• [THINGS TO DO]
**A.** In the possum thesis abstract, during which months were contacts registered by the proximity-logging collars?
**B.** Continue the possum thesis abstract from its last sentence.

===== EXERCISE TEXT =====

An Australian abroad : the secret life of the brushtail possum (Trichosurus vulpecula) : a thesis presented in partial fulfilment of the requirements for the degree of Doctor of Philosophy in Veterinary Science at Massey University, Manawatu, New Zealand
The “superspreader” hypothesis relates disease transmission to social contacts and assumes transmission is driven by the frequency, type and distribution of contacts among infected and susceptible individuals. I investigated characteristics of brushtail possum (Trichosurus vulpecula) home ranges for six wild free-living subpopulations, (four grids were studied; all of them before possum depopulation and two of them after possum depopulation) constructing social networks relevant to bovine tuberculosis (TB) transmission before and after depopulation. I also experimentally infected possums with a novel strain of TB to monitor secondary case infections in relation to these contact and other factors, including population density and sex ratio.
Before depopulation home range estimates showed adult males had larger home ranges than female and younger possums. Home range overlap and area of overlap differed between subpopulations, and possum sex and age; with adult males having more and larger overlaps with other possums. Possums were fitted with proximity-logging collars and contacts registered between April and October, 2012. The number of connections an individual has with others and the probability of the distribution of contacts it has within the population, or node degree and betweenness, also known as the shortest distance between individuals, were associated with sex, with males having higher values for each. Males also contacted more possums than females. Post-depopulation results showed an influx of male possums, higher population density, and smaller home range sizes than before depopulation. Possums post-depopulation also lacked an apparent ‘routine’ in contact networks, interacting with other possums haphazardly. The greater level of contact among adult males, than before depopulation, and their effects on recovering populations post-depopulation, was likely the cause of more TB infection in adults and males.

===== DATASET CONTENT =====

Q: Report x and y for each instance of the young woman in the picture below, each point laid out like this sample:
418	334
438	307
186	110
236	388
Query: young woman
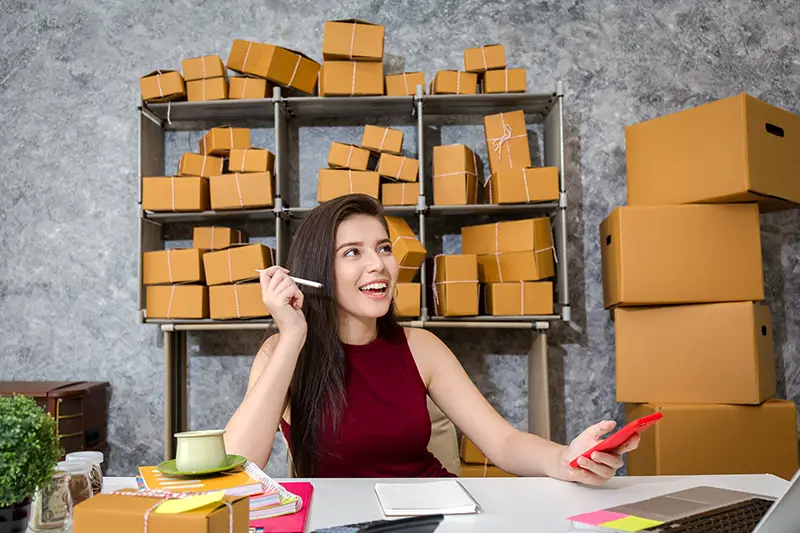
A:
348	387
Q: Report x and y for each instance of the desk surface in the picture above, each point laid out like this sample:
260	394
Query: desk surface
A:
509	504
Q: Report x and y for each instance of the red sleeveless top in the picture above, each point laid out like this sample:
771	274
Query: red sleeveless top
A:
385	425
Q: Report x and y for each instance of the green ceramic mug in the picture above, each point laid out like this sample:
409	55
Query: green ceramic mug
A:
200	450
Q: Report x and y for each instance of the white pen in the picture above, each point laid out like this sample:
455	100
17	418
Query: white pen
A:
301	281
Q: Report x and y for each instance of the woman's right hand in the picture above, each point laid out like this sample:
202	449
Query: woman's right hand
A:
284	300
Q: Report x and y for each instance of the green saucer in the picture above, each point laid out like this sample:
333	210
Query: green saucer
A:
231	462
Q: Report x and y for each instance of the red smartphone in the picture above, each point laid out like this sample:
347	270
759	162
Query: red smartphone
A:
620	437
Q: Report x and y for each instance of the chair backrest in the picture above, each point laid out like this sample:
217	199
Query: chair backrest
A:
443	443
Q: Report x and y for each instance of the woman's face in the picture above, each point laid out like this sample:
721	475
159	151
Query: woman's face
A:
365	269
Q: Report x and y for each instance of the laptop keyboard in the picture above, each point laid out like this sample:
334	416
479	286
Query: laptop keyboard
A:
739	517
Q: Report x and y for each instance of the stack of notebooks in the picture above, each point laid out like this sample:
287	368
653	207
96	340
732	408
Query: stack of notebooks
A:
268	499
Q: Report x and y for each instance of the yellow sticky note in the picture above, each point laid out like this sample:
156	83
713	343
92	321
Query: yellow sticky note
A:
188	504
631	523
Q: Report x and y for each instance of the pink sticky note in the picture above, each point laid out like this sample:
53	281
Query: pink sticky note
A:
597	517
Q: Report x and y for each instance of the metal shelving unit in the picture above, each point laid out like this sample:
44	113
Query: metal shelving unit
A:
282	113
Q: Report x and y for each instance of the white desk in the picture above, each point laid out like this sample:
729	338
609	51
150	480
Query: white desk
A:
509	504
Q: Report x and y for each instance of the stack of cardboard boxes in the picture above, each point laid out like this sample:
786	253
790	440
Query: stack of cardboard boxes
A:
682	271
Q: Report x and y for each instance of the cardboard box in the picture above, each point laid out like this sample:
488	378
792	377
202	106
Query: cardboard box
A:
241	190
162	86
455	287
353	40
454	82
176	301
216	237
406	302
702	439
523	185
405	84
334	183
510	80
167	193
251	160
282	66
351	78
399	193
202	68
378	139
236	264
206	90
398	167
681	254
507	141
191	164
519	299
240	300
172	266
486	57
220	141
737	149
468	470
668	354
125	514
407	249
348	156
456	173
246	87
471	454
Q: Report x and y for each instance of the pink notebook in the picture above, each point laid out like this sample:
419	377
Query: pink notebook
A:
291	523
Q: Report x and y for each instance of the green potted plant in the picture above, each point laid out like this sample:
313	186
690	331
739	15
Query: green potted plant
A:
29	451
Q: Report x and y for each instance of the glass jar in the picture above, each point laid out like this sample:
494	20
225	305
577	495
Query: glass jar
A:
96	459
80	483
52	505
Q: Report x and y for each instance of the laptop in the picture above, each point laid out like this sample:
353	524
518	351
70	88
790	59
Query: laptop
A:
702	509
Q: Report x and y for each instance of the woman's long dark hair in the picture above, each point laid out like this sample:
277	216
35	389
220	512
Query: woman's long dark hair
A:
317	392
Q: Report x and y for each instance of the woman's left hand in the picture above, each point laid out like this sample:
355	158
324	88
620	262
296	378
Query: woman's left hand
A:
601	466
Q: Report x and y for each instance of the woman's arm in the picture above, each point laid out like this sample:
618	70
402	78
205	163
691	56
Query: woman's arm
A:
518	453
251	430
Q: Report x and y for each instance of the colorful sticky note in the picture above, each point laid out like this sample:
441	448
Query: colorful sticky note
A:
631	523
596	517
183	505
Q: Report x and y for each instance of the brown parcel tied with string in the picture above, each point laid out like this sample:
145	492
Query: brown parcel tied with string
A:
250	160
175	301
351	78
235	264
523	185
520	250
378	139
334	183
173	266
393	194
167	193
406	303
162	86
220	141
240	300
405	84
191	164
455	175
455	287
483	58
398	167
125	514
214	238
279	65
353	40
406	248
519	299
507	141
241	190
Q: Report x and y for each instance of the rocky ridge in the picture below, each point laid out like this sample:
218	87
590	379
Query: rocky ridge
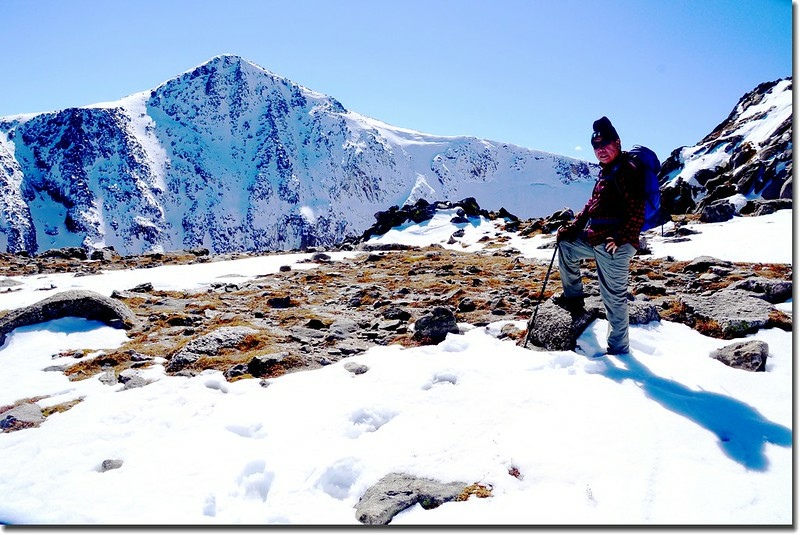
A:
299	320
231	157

=====

• [YOUR RESPONSES]
**A.** Between April and October, 2012.

**B.**
This thesis provides empirical evidence that adult male possums have home range and contact network characteristics that are likely to enhance their involvement in the transmission and persistence of TB, relative to female and younger possums. Observations of experimentally infected individuals showed that infected males survived longer than females and that, as a consequence, those males potentially acted as a “supershedding” subgroup. I therefore provide evidence that adult male possums are the most important drivers of TB transmission and persistence of infection in populations, and could be targeted for control measures.